#### [Instructions to follow]
Copy out the lines of the records below, from the line containing "hillside in the photo above." through the line containing "(1071, 259)", with both of those lines included.

#### [Record extracts]

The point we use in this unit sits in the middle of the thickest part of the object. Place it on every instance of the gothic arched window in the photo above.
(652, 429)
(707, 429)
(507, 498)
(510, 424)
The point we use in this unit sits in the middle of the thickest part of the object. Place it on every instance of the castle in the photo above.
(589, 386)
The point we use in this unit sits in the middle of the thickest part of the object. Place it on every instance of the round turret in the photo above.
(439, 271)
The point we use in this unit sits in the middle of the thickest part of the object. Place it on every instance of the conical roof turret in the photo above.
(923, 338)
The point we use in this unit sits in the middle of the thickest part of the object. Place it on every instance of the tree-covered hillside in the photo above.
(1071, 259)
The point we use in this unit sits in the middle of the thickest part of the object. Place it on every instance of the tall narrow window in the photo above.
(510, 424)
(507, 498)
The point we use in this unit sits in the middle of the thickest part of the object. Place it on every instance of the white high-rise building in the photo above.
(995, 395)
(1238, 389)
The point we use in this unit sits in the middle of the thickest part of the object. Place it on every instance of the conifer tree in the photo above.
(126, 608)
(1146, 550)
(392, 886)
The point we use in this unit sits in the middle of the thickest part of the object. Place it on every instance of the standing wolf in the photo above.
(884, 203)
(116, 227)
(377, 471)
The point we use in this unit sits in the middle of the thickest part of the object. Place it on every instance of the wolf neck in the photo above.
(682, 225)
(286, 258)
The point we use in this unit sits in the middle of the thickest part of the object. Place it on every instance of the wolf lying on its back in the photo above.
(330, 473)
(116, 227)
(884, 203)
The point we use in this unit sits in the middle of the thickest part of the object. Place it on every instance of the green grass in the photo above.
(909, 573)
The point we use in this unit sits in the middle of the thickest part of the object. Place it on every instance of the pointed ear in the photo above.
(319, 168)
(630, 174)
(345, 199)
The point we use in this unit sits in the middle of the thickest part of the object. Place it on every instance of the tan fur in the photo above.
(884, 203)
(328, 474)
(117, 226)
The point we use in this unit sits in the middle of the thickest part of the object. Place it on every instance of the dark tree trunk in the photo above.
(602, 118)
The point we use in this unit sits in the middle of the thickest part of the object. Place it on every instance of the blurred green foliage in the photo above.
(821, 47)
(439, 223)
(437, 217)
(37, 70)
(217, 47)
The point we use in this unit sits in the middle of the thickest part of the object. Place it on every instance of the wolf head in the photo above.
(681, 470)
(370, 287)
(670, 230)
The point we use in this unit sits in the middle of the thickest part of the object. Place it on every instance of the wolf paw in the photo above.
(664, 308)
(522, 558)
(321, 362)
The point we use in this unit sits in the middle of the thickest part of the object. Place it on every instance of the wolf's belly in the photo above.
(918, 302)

#### [Problem solution]
The point we use in this unit sits in the middle of the thickest part of the object. Place it on every instance of the tree-covered hillside in the photo above.
(1071, 259)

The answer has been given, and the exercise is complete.